Reproduce, unaltered, the line with "is the cat's" along with every line that follows it in the records, up to the last.

Content starts

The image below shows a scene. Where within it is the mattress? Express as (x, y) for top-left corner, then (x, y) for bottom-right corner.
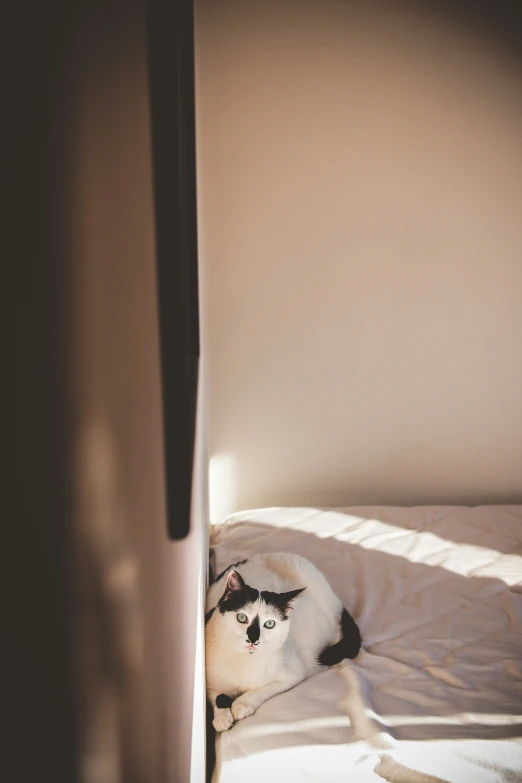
(208, 505), (522, 783)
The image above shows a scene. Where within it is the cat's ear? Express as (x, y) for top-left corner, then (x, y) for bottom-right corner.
(224, 570), (246, 597)
(279, 587), (306, 614)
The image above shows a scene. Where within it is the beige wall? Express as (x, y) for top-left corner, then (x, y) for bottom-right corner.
(196, 0), (522, 520)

Content ends

(Expected answer)
The image above shows a scene. Where within it is the cat's ear? Express as (x, y) for top-left corner, then (x, y) for bottom-right corner.
(224, 570), (246, 597)
(279, 587), (306, 614)
The image above shows a scene. Where within it is the beige wall? Express as (x, y) for top-left corner, then (x, y) for bottom-right corner.
(196, 0), (522, 520)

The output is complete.